--- READING TEXT ---
Awaiting training camp brings an anxious silence around Redskins Park.
Are the Washington Redskins better? Counting down to camp's July 24 start, did signing free agents DeSean Jackson, Jason Hatcher, Andre Roberts and Ryan Clark make a difference? Does changing coaches to Jay Gruden matter? Did the team restock through the draft?
The next month is a slow grind during the vacation break. The team can wonder whether it did enough during the offseason free agency, draft and workouts to improve upon last year's 3-13 collapse under then-coach Mike Shanahan.
"Well, I've said it before, when you're 3-13, it's hard to point to one area," said Gruden, who seldom refers to last year given that he was Cincinnati's offensive coordinator then. "There's a lot of things that go wrong, and sometimes, when it rains, it pours. It just keeps adding on. Sometimes it's the offense. Sometimes it's the defense. Sometimes it's the special teams. Sometimes it's a combination of all three.
"You can see the talent level's there. You see explosive playmakers on offense. You see the offense moving the ball from time to time. You see the defense getting stops in key situations. But for whatever the reason, offense, defense and special teams were never able to put it together on the same afternoon, and it cost them a lot of games. In the NFL, there's so much parity nowadays that you have to be consistent in all three phases to have a chance. If one of your phases fails you on a given day, it's going to be a long afternoon for you, and that seems to be the case with the Redskins last year."
Translation: it was a systemic collapse, which is even harder to fix. If the Redskins simply couldn't block or defend the pass, then they'd bring in a couple of new offensive linemen and corners. But that wasn't the case. From punter to playmakers, the Redskins had different problems weekly.
So there have been several goals for the past six months. First, add playmakers such as Jackson, Hatcher and Roberts. Second, improve special teams with Roberts looking like the returner needed. Third, turn around a defeatist attitude with a new, younger coach. Gruden indeed inspired a solid offseason effort from players.
Watching coaches chirp at players on all sides during workouts showed a new energy. And players loved the 11-on-11 drills to show competitiveness. There was even a little pushing and shoving occasionally to indicate an edge needed for the fall. The Redskins didn't look like 53 mercenaries playing for pay, but a team working together.
"The thing that I've been most impressed with is ... the locker room in general -- how they're getting along and how they're playing together, working together," Gruden said. "You see them in the weight room working out together. We haven't had any bickering or any arguing or any fighting so to speak.
"Overall, I feel like the team together is coming along great, and the unity is where it needs to be at this point, and then we when come back to training camp with the knowledge of the system and people knowing one another, hopefully we can take off from there."

--- WHAT IS EXPECTED ---
Can you reproduce the stretch of the Redskins article starting at "The next month" and ending at "then-coach Mike Shanahan.", word for word?

--- DATASET ---
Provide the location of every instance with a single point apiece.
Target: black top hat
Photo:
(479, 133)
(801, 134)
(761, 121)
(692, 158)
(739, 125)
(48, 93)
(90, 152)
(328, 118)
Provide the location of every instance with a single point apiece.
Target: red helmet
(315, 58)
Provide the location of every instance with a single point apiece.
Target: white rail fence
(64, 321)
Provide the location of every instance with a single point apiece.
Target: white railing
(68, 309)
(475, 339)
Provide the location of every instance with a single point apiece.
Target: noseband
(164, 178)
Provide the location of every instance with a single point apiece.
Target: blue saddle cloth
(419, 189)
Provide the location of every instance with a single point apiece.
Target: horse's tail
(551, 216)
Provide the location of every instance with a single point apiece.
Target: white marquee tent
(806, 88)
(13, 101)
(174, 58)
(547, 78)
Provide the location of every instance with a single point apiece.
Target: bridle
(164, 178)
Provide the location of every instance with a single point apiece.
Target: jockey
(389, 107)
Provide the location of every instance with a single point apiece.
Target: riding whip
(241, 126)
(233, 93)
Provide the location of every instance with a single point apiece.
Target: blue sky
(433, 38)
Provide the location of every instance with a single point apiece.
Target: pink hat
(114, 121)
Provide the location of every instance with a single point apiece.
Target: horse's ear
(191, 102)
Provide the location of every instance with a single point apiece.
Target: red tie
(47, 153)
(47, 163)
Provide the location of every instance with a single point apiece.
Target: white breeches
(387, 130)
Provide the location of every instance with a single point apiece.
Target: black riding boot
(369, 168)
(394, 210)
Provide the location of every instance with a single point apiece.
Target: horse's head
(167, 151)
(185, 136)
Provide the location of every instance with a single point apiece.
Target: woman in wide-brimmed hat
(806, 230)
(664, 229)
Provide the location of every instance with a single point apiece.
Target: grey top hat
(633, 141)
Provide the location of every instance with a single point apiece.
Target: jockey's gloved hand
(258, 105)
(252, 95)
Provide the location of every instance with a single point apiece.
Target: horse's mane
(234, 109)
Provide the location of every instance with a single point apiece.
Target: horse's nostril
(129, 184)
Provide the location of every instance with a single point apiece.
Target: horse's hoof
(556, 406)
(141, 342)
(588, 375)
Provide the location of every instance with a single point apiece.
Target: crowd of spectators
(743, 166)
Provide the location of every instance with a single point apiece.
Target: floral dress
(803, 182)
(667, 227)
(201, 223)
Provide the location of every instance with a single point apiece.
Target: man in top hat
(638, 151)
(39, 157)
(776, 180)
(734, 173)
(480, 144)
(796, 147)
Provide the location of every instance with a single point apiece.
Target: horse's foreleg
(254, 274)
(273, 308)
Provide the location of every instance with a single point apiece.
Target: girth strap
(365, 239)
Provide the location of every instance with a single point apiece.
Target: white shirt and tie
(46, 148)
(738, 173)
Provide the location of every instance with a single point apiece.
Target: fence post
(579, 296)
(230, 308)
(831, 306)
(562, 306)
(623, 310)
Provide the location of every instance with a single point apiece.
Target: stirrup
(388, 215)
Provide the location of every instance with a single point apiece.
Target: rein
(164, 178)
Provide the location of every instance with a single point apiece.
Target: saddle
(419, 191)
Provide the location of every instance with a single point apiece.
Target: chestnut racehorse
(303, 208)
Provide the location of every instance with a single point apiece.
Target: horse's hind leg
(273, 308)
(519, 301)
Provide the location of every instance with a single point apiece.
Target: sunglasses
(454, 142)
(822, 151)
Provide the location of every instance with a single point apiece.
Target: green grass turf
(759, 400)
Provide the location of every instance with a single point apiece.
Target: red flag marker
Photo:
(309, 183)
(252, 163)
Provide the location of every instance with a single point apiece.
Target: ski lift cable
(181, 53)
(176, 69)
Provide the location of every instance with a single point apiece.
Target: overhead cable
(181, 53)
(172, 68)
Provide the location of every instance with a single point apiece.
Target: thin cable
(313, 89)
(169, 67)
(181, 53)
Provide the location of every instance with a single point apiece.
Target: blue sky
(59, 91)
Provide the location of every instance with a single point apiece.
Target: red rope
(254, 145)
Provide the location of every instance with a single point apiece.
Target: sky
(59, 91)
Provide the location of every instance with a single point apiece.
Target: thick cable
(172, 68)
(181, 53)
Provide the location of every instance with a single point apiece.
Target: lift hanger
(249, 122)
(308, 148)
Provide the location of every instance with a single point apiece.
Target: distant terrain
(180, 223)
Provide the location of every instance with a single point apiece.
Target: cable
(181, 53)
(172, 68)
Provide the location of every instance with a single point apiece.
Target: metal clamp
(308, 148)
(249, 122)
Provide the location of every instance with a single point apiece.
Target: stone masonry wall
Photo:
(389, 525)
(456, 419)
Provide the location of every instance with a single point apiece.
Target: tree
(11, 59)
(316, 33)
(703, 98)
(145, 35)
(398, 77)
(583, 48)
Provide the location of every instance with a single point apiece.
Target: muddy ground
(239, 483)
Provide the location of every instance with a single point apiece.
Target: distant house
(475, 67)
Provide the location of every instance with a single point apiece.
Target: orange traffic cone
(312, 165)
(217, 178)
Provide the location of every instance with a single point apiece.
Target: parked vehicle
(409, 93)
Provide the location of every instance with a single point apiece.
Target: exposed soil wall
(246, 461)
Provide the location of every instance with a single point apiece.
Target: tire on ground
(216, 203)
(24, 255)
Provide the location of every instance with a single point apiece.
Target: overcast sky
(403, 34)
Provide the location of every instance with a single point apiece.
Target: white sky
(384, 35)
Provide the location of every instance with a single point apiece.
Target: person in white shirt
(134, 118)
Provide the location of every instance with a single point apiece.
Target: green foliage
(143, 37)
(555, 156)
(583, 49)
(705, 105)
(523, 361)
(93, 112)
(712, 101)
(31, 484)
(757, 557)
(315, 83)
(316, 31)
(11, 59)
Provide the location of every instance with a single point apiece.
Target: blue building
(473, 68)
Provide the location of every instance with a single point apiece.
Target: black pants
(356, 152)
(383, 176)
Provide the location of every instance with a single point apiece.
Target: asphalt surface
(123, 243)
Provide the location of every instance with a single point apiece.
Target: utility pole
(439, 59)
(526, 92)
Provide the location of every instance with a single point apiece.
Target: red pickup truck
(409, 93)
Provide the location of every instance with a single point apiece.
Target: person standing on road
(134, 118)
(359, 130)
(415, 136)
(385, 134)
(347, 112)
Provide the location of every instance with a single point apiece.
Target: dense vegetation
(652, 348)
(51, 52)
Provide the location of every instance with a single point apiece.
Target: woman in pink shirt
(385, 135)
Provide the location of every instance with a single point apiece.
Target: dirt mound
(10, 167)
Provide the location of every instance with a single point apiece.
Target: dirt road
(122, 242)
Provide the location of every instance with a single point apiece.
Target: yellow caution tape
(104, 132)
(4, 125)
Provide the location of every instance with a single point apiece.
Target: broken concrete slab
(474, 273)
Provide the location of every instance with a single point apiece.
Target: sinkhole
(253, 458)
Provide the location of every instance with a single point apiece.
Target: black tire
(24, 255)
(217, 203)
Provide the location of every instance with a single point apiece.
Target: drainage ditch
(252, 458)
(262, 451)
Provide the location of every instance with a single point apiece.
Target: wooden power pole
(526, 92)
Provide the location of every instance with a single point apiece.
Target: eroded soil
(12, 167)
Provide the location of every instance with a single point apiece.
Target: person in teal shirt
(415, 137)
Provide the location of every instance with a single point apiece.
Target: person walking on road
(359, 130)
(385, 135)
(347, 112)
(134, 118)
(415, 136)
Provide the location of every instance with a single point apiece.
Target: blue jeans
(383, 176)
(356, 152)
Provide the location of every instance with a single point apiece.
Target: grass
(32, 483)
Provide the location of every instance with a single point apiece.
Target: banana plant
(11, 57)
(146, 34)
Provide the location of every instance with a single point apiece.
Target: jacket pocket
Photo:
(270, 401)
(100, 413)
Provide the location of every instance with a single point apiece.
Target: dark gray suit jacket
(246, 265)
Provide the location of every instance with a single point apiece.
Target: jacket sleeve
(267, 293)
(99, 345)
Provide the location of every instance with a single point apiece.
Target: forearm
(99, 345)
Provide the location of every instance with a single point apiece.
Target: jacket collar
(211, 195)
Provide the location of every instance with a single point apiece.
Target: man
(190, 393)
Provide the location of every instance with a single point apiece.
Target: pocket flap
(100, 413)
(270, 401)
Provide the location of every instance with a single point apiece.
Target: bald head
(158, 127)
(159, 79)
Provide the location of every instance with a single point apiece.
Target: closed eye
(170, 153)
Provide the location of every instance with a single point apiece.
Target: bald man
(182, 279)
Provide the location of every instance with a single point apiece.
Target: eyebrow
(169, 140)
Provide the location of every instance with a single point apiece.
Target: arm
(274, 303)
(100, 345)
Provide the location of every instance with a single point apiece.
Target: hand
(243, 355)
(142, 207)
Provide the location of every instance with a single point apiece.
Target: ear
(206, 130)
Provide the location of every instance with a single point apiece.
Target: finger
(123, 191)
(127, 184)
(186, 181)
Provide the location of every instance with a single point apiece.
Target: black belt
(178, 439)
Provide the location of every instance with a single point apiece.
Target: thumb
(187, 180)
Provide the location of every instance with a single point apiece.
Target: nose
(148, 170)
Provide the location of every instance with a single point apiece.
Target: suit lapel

--- RESULT ---
The next month is a slow grind during the vacation break. The team can wonder whether it did enough during the offseason free agency, draft and workouts to improve upon last year's 3-13 collapse under then-coach Mike Shanahan.